**Exercise details:** Please reproduce every line below without changing a single character.

········

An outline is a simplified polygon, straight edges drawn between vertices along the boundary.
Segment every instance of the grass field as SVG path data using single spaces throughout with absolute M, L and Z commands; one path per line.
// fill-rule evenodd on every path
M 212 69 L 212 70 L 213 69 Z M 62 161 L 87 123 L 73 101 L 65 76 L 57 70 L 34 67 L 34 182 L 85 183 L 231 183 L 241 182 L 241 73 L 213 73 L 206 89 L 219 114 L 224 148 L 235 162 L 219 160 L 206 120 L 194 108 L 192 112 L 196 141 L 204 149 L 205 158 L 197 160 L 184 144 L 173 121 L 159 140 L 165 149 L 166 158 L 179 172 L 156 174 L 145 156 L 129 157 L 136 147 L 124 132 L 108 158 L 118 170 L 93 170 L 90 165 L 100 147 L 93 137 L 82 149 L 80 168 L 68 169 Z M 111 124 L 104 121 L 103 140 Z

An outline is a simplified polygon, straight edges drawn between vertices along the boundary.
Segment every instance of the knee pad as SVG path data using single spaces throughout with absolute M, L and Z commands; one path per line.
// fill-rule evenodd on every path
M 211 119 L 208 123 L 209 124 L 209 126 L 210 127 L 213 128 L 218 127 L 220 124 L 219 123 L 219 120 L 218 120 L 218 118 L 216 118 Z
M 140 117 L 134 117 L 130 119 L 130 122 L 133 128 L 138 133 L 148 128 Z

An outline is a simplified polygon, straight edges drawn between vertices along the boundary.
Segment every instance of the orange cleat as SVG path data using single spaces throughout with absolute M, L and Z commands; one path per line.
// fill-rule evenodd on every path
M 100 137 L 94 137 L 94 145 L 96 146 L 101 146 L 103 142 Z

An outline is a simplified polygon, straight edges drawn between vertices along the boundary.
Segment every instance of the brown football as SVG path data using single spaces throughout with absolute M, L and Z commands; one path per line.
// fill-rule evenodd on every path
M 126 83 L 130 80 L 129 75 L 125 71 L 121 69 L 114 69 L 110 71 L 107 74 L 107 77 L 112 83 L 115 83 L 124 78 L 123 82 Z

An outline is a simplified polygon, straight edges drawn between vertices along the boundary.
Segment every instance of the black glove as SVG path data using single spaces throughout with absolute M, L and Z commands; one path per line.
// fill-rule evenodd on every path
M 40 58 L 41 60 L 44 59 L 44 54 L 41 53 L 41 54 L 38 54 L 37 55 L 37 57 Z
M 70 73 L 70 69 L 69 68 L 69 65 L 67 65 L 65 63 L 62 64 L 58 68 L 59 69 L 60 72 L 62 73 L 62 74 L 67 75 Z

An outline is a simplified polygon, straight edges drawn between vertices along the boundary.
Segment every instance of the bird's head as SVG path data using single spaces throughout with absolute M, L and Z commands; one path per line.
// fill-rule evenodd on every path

········

**Task output:**
An outline is a simplified polygon, straight edges drawn between vertices along the boundary.
Segment every instance of the grass field as SVG path data using single spaces throughout with absolute M, L and Z commands; one path per line.
// fill-rule evenodd on every path
M 212 69 L 212 70 L 213 69 Z M 62 161 L 87 123 L 73 101 L 65 76 L 57 70 L 34 67 L 34 182 L 85 183 L 231 183 L 241 182 L 241 73 L 213 73 L 206 89 L 219 114 L 224 148 L 235 162 L 219 160 L 206 120 L 194 108 L 192 112 L 196 141 L 204 149 L 205 158 L 197 160 L 184 144 L 173 121 L 159 140 L 165 149 L 166 158 L 179 172 L 156 174 L 145 156 L 129 157 L 136 147 L 124 132 L 108 158 L 118 170 L 93 170 L 90 165 L 100 147 L 93 137 L 82 149 L 80 168 L 68 169 Z M 111 124 L 104 121 L 103 140 Z

An outline is a simplified polygon, straight edges drawn between vertices along the boundary.
Segment every instance of the knee pad as SVG path data using single spaces throughout with absolute M, L and Z commands; one path per line.
// fill-rule evenodd on every path
M 211 119 L 208 123 L 209 124 L 209 126 L 210 127 L 213 128 L 218 127 L 220 124 L 219 123 L 219 120 L 218 120 L 218 118 L 216 118 Z
M 140 117 L 134 117 L 130 119 L 130 122 L 133 128 L 138 133 L 148 128 Z

An outline is a simplified polygon, straight edges drawn between vertices along the boundary.
Segment every instance of the orange cleat as SVG path data using single spaces throughout with absolute M, L and Z commands; one path per line.
// fill-rule evenodd on every path
M 100 137 L 94 137 L 94 145 L 96 146 L 101 146 L 103 142 Z

An outline is a simplified polygon, straight edges drawn between vertices along the boundary.
Segment every instance of the brown football as SVG path data using single spaces throughout with absolute M, L and Z commands; one path per line.
// fill-rule evenodd on every path
M 126 83 L 130 80 L 129 75 L 125 71 L 121 69 L 114 69 L 110 71 L 107 74 L 107 77 L 112 83 L 115 83 L 124 78 L 123 82 Z

An outline is a simplified polygon, straight edges drawn between vertices along the boundary.
Segment every instance of the black glove as SVG path data using single spaces throughout with absolute M, L and Z commands; one path per line.
// fill-rule evenodd on every path
M 40 58 L 41 60 L 44 59 L 44 54 L 41 53 L 41 54 L 38 54 L 37 55 L 37 57 Z
M 70 73 L 70 69 L 69 68 L 69 65 L 67 65 L 65 63 L 62 64 L 58 68 L 59 69 L 60 72 L 62 73 L 62 74 L 67 75 Z

An outline is a simplified polygon, straight edges drawn between vertices along the boundary.
Segment every instance of the bird's head as SVG path data using single spaces throughout with absolute M, L and Z commands; one path per line.
// fill-rule evenodd on every path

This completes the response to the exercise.